__TASK DIRECTIONS__: Write out, word for word, the first line of the data below and every line after it through the one containing "[pin] brass tray".

__MATERIAL PROVIDED__:

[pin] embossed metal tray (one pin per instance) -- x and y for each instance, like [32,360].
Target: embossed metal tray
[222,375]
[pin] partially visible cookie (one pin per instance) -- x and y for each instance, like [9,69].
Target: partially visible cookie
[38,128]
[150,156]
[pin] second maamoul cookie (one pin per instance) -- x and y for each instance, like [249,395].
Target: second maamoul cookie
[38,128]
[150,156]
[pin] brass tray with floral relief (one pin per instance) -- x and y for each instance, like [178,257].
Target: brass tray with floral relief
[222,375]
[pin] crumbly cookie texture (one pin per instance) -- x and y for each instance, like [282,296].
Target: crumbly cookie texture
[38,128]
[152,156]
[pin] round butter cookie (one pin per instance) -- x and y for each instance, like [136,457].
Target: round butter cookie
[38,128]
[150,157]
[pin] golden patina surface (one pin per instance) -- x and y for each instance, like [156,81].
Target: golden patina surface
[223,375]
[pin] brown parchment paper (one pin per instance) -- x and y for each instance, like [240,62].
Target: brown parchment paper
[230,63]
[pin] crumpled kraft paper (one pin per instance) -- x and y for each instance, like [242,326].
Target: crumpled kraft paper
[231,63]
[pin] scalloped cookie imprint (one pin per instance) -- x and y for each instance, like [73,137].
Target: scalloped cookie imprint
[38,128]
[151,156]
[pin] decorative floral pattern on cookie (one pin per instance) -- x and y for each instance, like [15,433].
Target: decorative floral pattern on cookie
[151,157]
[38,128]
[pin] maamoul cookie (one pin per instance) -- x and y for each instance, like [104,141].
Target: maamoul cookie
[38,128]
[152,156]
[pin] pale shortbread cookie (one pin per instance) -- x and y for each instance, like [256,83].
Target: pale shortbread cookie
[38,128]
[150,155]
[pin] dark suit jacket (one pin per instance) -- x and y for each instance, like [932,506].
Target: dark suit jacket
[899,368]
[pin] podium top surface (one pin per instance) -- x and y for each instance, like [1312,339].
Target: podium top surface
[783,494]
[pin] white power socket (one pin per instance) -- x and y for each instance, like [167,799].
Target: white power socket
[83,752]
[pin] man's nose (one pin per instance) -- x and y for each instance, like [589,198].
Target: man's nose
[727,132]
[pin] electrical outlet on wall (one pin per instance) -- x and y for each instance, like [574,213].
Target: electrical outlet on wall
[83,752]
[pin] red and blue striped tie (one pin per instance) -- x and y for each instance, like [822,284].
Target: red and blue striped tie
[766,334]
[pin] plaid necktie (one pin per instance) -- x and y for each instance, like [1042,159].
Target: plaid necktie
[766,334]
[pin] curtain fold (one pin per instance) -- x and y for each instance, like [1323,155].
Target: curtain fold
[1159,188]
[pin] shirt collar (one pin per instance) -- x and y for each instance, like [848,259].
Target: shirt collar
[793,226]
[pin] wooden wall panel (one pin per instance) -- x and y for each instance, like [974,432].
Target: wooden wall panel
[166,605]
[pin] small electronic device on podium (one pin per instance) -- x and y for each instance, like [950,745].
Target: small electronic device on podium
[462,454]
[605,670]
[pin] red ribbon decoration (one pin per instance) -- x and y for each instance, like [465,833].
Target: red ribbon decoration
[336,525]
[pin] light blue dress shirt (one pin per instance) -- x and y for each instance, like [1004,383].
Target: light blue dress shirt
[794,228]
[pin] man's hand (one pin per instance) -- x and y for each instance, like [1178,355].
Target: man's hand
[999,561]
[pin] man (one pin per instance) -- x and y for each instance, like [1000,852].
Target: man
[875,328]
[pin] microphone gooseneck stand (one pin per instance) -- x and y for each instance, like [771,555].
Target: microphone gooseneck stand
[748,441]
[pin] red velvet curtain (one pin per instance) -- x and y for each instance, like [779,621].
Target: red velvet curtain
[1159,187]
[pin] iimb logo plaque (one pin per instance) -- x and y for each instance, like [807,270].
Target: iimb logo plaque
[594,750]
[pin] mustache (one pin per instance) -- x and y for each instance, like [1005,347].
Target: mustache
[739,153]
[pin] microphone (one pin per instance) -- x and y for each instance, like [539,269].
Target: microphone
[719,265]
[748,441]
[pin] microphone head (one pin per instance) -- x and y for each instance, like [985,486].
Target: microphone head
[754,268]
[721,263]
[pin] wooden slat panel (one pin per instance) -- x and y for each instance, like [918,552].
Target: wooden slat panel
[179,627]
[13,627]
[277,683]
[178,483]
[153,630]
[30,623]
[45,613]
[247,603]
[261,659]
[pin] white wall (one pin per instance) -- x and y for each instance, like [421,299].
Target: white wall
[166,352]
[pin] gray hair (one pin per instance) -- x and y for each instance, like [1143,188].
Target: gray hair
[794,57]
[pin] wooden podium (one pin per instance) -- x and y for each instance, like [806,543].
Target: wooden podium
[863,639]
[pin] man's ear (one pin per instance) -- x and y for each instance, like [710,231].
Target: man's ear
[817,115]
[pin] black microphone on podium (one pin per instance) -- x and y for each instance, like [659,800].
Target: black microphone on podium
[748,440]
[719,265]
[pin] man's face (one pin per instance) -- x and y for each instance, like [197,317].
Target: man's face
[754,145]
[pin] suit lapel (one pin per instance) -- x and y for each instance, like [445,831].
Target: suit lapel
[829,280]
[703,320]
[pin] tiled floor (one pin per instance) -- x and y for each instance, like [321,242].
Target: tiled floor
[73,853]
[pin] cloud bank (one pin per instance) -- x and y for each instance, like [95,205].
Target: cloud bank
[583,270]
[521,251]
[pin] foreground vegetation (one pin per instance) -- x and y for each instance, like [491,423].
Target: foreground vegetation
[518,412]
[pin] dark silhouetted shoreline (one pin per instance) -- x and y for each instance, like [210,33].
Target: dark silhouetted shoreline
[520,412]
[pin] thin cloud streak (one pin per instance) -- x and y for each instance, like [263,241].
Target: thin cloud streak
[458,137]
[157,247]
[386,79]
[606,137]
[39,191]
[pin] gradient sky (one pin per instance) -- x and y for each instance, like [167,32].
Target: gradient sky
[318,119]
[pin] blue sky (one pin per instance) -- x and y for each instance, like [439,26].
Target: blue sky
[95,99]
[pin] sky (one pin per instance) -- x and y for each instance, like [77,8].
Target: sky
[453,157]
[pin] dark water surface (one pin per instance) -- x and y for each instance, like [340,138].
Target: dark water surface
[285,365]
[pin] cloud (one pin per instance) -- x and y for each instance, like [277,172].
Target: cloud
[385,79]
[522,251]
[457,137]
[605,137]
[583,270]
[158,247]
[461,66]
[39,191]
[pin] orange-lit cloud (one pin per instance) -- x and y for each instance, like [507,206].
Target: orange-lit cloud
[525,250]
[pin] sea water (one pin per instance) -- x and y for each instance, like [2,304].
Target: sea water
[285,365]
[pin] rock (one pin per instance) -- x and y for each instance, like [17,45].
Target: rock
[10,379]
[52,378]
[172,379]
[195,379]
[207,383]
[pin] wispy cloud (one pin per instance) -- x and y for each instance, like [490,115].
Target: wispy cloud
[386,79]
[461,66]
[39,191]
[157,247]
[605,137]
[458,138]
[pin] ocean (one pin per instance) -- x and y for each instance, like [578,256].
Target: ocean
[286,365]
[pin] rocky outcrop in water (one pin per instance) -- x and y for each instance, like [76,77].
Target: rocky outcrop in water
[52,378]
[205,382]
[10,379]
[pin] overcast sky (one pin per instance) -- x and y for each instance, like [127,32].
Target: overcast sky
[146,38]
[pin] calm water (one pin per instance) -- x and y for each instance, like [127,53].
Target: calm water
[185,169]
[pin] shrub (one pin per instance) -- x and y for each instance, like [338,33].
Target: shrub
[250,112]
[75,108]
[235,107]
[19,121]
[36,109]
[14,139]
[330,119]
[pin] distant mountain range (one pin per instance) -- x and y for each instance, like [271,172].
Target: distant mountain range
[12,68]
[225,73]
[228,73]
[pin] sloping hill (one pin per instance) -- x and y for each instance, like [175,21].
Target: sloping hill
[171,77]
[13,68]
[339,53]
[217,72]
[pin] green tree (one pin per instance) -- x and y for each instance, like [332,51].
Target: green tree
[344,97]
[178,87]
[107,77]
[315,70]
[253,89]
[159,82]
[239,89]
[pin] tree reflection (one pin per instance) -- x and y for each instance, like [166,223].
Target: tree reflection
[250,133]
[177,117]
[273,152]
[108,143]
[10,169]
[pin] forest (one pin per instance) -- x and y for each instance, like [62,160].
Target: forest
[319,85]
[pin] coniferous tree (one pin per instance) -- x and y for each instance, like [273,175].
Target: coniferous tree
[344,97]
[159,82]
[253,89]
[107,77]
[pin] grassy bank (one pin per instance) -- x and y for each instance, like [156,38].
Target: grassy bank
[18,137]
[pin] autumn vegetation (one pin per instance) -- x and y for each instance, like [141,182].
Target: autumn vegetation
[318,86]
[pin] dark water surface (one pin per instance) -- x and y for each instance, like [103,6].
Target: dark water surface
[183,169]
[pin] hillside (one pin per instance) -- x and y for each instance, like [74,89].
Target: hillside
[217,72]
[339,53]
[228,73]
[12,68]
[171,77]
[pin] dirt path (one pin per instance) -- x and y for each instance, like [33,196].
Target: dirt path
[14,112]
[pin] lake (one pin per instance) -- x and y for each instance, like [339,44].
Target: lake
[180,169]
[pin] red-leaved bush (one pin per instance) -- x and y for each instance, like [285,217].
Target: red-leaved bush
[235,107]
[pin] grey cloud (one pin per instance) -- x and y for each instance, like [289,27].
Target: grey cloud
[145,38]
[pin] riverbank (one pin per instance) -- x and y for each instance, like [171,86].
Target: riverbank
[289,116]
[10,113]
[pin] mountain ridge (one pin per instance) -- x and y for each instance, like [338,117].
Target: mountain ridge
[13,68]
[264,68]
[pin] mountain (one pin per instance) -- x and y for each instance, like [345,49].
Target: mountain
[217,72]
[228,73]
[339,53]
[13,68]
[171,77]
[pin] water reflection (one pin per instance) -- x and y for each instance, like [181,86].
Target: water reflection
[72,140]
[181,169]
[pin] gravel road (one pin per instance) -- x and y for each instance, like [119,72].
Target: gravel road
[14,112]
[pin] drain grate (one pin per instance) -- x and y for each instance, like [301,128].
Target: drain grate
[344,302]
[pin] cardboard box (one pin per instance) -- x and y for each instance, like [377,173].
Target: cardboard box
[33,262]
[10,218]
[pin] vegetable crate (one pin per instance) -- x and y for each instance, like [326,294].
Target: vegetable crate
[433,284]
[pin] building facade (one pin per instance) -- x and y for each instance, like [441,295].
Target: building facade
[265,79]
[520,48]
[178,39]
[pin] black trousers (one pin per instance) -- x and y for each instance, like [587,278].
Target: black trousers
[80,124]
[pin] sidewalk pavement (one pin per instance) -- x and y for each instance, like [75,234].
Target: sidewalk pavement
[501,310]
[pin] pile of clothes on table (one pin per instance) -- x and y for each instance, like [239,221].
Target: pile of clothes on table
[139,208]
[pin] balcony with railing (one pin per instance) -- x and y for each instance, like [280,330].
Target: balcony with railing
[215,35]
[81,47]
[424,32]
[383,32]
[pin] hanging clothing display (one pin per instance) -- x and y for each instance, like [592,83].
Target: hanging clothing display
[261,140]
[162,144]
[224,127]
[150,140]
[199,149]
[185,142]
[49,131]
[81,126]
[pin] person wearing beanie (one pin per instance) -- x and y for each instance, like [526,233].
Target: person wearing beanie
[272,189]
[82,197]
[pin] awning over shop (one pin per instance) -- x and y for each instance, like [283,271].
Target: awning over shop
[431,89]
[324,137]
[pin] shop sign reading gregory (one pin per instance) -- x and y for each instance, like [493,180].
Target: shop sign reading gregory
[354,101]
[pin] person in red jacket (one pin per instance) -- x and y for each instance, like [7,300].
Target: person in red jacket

__PROBLEM SOLUTION__:
[pin] embossed metal tray (one pin per instance) -- x and y for each instance, like [32,360].
Target: embossed metal tray
[222,375]
[pin] partially visible cookie (one pin per instance) -- x and y for each instance, like [9,69].
Target: partially visible cookie
[38,128]
[150,156]
[pin] second maamoul cookie (one pin per instance) -- x and y for each instance, like [249,395].
Target: second maamoul cookie
[38,128]
[150,156]
[pin] brass tray with floral relief (one pin per instance) -- x and y for each instance, like [178,257].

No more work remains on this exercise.